GOAL OF THE EXERCISE ▸
Retype word for word the stretch of the back-of-envelope math passage below that starts with the words containing "Phùng Anh Tú" and finishes with "in .NET capacity planning?".

DOCUMENT PASSAGE ▸
Back-of-Envelope Math for System Design

How to estimate QPS, storage, bandwidth, and latency budget on a whiteboard. The numbers every system design interview and capacity-planning exercise reuses.

Phùng Anh Tú ·
Table of contents
  1. When does back-of-envelope arithmetic actually save you?
  2. What four numbers should every estimate produce?
  3. What round constants should I memorise?
  4. How does a 30-second estimate flow on a whiteboard?
  5. What does this look like in .NET capacity planning?
  6. Where do back-of-envelope estimates fail?
  7. When should you skip back-of-envelope and just measure?
  8. Where should you go from here?

A senior engineer in a system design interview is given the prompt "design Twitter". They reach for a marker, write a column of four numbers - 100M DAU, 50K QPS, 200 TB/year, p99 < 100 ms - and the rest of the conversation flows from there. That column is back-of-envelope math, and the discipline behind it is what this chapter teaches.

When does back-of-envelope arithmetic actually save you?

Three situations.

SOURCE EXCERPT ▸
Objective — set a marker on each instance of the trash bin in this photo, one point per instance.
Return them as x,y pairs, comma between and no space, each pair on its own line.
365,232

OUTPUT OF THE EXERCISE ▸
Phùng Anh Tú ·
Table of contents
  1. When does back-of-envelope arithmetic actually save you?
  2. What four numbers should every estimate produce?
  3. What round constants should I memorise?
  4. How does a 30-second estimate flow on a whiteboard?
  5. What does this look like in .NET capacity planning?